## Passage shown:
——
Plantation in Orange County, North Carolina

The Patterson Plantation, also known as Holly Rock Farm, is a historic Federal style plantation house located on the edge of Durham in Orange County, North Carolina. The home was once the center of a 2,200-acre plantation dating back to the 18th-century.

== History ==
The Patterson Plantation was first listed in a 1770 Collet Map as "I. Paterson", at the time it was owned by a planter named John Patterson, who built a cabin on the site. The family also operated a mill, known as Patterson's Mill, along New Hope Creek in what is now Duke Forest. The land later passed to Patterson's son, John Tapley Patterson. Upon his death, it passed to his son, Mann Patterson. Construction on the large Federal-style house began in 1834, shortly before the death of Patterson. His second wife Mary Cabe Patterson, who had inherited the 2,200-acre plantation, later completed the building. It was built at the intersection of Erwin and Whitfield Roads, less than a mile from Mt. Moriah Baptist Church. The Patterson's two sons, Mann and Robert, also lived at the farm. Two house slaves, named Matthew and Phebe, were listed as part of the household in 1870.
——
## Record set:

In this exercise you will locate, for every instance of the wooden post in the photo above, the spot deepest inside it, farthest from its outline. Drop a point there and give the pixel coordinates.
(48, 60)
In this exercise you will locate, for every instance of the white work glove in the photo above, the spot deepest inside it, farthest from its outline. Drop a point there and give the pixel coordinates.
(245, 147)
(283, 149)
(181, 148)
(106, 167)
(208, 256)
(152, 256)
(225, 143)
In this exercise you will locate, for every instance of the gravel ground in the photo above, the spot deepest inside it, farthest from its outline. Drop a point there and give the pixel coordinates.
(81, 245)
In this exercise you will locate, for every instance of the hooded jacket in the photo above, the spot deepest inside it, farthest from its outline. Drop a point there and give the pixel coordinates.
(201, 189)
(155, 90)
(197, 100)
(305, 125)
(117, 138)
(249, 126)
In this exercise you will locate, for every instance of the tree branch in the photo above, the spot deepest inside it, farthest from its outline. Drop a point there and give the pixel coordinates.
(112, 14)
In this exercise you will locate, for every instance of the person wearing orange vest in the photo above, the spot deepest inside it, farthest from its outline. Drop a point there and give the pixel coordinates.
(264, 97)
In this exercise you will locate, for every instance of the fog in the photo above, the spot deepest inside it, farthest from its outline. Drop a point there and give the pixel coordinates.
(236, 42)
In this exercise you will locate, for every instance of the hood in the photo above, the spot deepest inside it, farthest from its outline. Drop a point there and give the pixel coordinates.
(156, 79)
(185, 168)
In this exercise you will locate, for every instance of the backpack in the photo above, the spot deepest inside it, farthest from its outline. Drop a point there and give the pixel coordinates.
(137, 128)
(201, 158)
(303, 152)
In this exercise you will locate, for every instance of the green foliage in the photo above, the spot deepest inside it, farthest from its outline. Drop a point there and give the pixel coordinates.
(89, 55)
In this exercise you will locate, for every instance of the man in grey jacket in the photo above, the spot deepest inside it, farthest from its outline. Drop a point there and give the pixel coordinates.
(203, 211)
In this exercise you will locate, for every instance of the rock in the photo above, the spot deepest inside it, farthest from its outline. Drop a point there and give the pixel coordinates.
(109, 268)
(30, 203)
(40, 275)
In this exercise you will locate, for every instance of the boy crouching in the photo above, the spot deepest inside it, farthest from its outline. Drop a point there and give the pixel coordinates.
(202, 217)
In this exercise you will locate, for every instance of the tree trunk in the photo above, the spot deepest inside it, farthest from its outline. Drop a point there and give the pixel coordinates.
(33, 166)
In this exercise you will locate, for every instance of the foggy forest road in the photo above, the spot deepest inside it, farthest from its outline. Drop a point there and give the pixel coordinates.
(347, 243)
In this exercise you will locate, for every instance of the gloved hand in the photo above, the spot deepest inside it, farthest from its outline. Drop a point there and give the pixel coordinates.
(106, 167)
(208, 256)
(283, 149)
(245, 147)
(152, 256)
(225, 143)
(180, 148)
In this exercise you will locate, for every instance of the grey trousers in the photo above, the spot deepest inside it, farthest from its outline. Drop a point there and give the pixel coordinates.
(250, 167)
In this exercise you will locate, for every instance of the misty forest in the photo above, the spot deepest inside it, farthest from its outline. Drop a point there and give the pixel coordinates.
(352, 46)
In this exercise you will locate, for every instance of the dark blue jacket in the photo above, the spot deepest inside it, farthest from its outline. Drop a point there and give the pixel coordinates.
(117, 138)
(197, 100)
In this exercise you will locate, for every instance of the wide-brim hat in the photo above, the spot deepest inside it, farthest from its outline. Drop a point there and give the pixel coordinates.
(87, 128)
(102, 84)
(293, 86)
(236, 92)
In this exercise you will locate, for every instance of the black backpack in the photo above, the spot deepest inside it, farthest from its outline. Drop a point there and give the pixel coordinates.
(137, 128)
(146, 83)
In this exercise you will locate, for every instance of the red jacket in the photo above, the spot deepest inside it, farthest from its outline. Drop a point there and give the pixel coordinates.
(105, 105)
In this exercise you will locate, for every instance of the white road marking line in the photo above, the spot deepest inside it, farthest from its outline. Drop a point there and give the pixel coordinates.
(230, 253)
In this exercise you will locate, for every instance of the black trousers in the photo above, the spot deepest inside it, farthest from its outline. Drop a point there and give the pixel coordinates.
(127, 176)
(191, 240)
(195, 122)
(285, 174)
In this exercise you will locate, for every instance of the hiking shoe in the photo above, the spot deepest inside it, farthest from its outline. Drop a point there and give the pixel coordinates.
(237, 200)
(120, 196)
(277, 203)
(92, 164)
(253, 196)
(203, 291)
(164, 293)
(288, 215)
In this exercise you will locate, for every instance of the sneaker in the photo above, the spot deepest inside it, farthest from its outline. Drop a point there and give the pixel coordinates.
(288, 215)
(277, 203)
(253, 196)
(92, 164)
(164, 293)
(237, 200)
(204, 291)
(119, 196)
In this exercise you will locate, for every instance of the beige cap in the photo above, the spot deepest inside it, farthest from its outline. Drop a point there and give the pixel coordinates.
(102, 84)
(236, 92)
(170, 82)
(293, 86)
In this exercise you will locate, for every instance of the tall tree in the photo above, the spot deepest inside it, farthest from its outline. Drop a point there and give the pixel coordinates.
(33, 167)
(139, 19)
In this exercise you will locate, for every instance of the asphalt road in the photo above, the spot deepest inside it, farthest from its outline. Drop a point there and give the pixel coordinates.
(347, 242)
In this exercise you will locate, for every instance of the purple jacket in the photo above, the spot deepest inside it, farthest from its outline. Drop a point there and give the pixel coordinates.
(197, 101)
——
## Your tasks:
1. In the passage on the Patterson Plantation, along which creek did the family operate its mill?
2. Write the next part of the passage on the Patterson Plantation, picking up after its final sentence.

## Results of the tasks:
1. New Hope Creek.

2.
The plantation also includes a family cemetery, located further down Erwin Road, which includes 27 marked graves and 5 unmarked graves.

In the 1950s, the plantation was under the ownership of Charlie and Josie Henderson Humphries, who had inherited it from family members. The Humphries later moved to Hope Valley Country Club, and members of the Henderson family came to live on the property, building a house across the street in the 1980s.

The plantation was later purchased by David Dickson and renamed Holly Rock Farm.